▶ _DIRECTIONS_
Count the lines in the listing below that contain the string "tree", matching case exactly, and give only the number.

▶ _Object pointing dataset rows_
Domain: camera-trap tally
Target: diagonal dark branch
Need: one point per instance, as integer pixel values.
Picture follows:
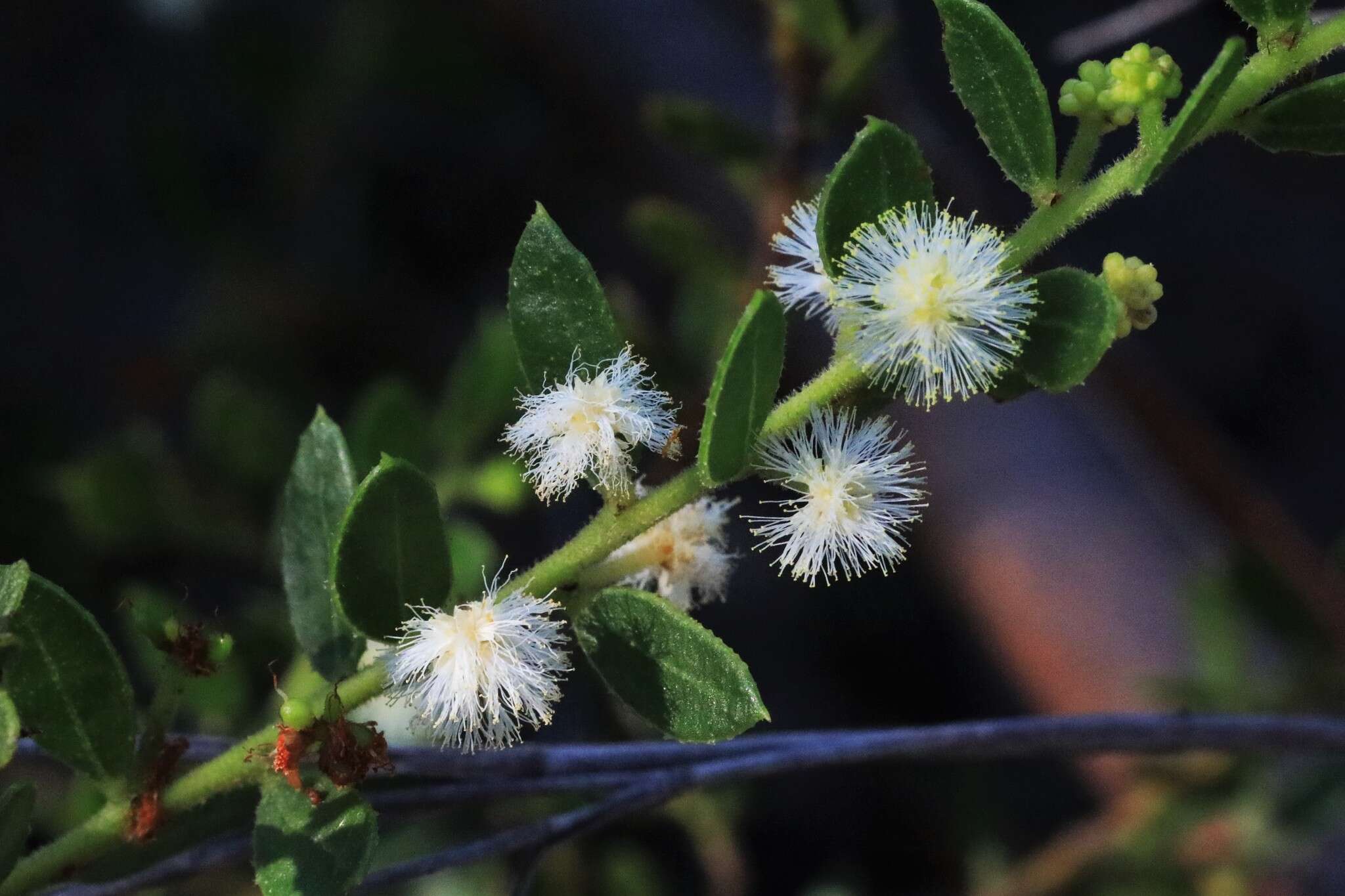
(649, 774)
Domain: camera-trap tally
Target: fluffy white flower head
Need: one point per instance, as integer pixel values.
(477, 675)
(803, 282)
(856, 492)
(588, 423)
(684, 558)
(931, 309)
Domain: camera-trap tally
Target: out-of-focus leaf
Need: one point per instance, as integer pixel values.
(300, 849)
(69, 684)
(475, 555)
(390, 554)
(15, 822)
(556, 305)
(1219, 644)
(701, 128)
(666, 667)
(883, 169)
(677, 238)
(997, 82)
(1196, 112)
(242, 429)
(1308, 119)
(744, 389)
(14, 581)
(1074, 326)
(387, 418)
(114, 492)
(818, 23)
(320, 485)
(852, 72)
(479, 391)
(9, 731)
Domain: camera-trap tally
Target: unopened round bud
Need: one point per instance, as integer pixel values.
(296, 714)
(219, 647)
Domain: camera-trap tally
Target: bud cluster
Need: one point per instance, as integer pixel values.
(1109, 96)
(1136, 286)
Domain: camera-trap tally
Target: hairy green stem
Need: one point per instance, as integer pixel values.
(1080, 155)
(1262, 73)
(612, 528)
(102, 832)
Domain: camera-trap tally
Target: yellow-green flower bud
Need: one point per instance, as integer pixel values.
(296, 714)
(1136, 286)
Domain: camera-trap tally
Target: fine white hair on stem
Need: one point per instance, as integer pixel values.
(857, 489)
(588, 423)
(931, 308)
(477, 675)
(684, 558)
(803, 282)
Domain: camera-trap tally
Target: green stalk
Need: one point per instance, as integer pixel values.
(1080, 155)
(612, 528)
(102, 832)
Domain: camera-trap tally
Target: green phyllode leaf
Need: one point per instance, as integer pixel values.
(1074, 327)
(881, 169)
(1308, 119)
(390, 554)
(1201, 104)
(854, 65)
(300, 849)
(1000, 86)
(14, 582)
(322, 481)
(744, 389)
(15, 822)
(69, 684)
(387, 418)
(9, 730)
(556, 305)
(1273, 16)
(666, 667)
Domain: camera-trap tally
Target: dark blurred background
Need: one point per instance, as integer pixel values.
(221, 214)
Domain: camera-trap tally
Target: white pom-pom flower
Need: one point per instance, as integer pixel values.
(588, 423)
(802, 284)
(478, 675)
(856, 494)
(930, 307)
(684, 558)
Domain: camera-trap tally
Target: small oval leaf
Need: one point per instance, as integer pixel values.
(14, 581)
(69, 684)
(1200, 105)
(300, 849)
(556, 304)
(387, 418)
(1074, 327)
(744, 389)
(883, 169)
(322, 481)
(390, 550)
(666, 667)
(15, 822)
(997, 82)
(9, 730)
(1308, 119)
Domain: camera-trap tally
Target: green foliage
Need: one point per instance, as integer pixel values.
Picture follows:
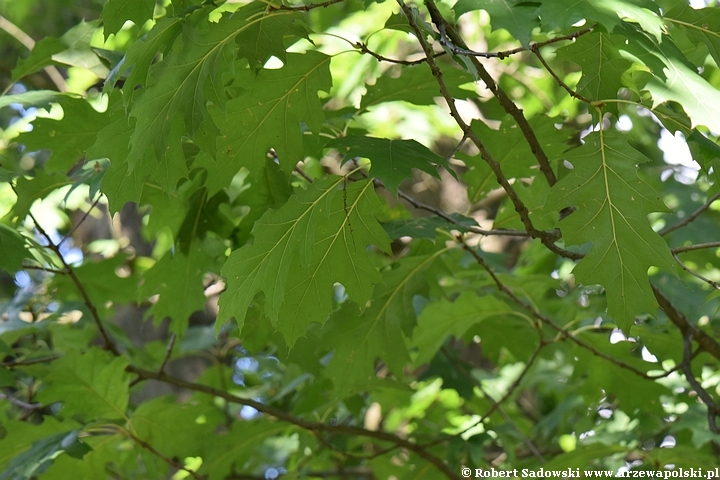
(358, 239)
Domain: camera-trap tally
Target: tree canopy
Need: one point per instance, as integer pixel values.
(358, 239)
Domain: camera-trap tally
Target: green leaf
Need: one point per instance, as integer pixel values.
(675, 79)
(612, 208)
(440, 320)
(33, 189)
(319, 237)
(67, 138)
(117, 12)
(416, 85)
(392, 160)
(140, 56)
(517, 17)
(14, 248)
(176, 430)
(702, 26)
(41, 455)
(91, 386)
(602, 65)
(100, 281)
(269, 116)
(178, 279)
(426, 227)
(507, 146)
(360, 338)
(73, 45)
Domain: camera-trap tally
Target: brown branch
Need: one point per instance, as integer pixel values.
(547, 239)
(536, 314)
(713, 409)
(692, 272)
(165, 459)
(304, 424)
(705, 341)
(690, 217)
(303, 8)
(168, 352)
(496, 406)
(109, 343)
(505, 101)
(364, 49)
(449, 218)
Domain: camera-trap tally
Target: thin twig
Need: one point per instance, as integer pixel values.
(496, 406)
(109, 343)
(450, 219)
(697, 246)
(303, 8)
(692, 272)
(505, 101)
(713, 409)
(19, 403)
(690, 217)
(45, 269)
(573, 93)
(545, 238)
(364, 49)
(304, 424)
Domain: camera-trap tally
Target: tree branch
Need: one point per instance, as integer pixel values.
(705, 341)
(496, 406)
(304, 8)
(505, 101)
(536, 314)
(27, 41)
(712, 407)
(547, 239)
(690, 217)
(304, 424)
(536, 50)
(109, 343)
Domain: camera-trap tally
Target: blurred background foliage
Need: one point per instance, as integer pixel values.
(479, 390)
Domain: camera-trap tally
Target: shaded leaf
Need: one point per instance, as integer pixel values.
(14, 248)
(116, 12)
(91, 385)
(612, 208)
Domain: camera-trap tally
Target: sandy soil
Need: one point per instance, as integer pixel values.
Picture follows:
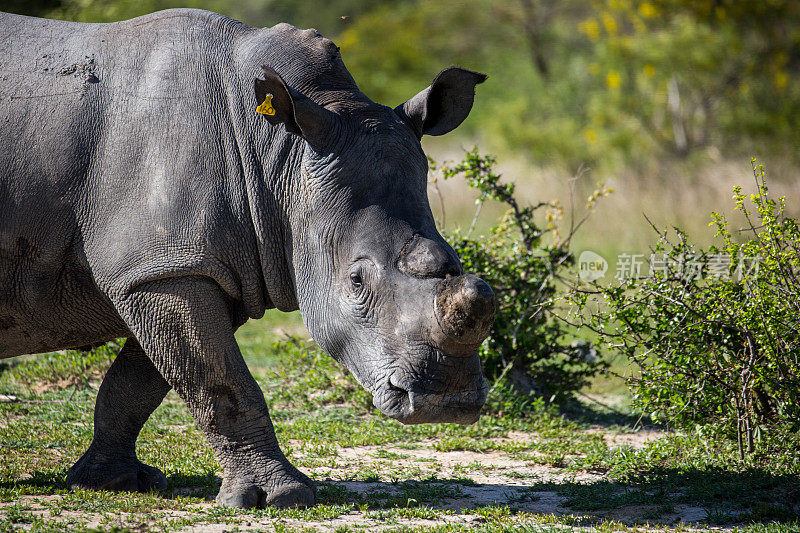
(497, 479)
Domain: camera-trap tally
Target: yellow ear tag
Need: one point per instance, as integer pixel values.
(266, 106)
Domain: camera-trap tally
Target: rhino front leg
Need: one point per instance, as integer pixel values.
(186, 328)
(130, 392)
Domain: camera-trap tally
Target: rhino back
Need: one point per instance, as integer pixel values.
(119, 164)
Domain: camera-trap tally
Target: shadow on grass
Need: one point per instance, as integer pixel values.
(659, 496)
(664, 497)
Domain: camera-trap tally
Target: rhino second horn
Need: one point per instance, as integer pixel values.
(465, 308)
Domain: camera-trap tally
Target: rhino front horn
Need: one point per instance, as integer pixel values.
(465, 309)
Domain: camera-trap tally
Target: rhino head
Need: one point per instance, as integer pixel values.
(378, 287)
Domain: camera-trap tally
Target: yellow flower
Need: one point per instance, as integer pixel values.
(647, 10)
(591, 29)
(610, 23)
(613, 79)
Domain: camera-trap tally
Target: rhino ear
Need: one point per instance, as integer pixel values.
(280, 104)
(440, 108)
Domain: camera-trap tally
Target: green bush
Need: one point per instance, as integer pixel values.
(715, 332)
(527, 343)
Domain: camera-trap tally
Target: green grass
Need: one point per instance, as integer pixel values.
(397, 477)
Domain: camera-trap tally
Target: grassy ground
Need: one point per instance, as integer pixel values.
(509, 472)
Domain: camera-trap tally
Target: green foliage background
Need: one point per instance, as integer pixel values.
(609, 83)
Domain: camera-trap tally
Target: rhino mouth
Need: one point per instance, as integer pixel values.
(411, 404)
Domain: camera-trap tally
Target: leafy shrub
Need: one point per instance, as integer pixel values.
(716, 332)
(527, 343)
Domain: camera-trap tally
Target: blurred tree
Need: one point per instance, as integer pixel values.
(693, 73)
(35, 8)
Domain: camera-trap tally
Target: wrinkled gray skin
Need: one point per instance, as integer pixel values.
(142, 196)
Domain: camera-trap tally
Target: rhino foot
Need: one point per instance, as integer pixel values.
(119, 474)
(246, 496)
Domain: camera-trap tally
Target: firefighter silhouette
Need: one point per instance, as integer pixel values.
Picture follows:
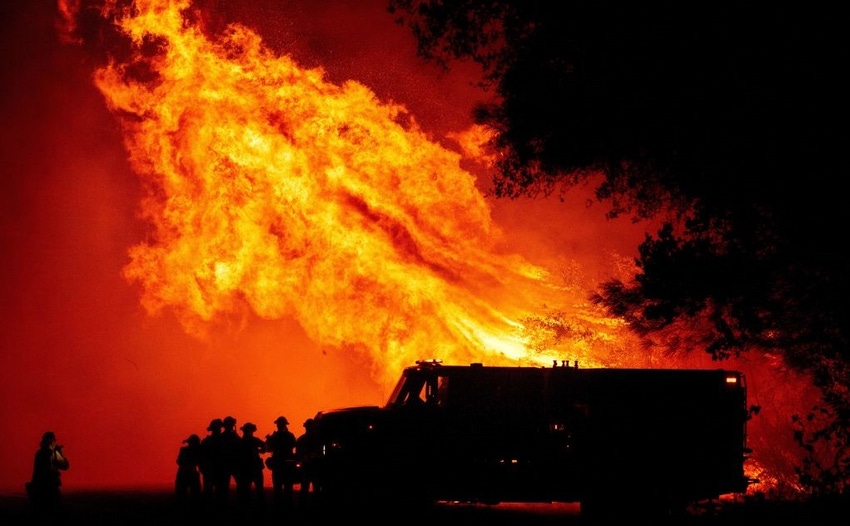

▶ _TASK RESULT_
3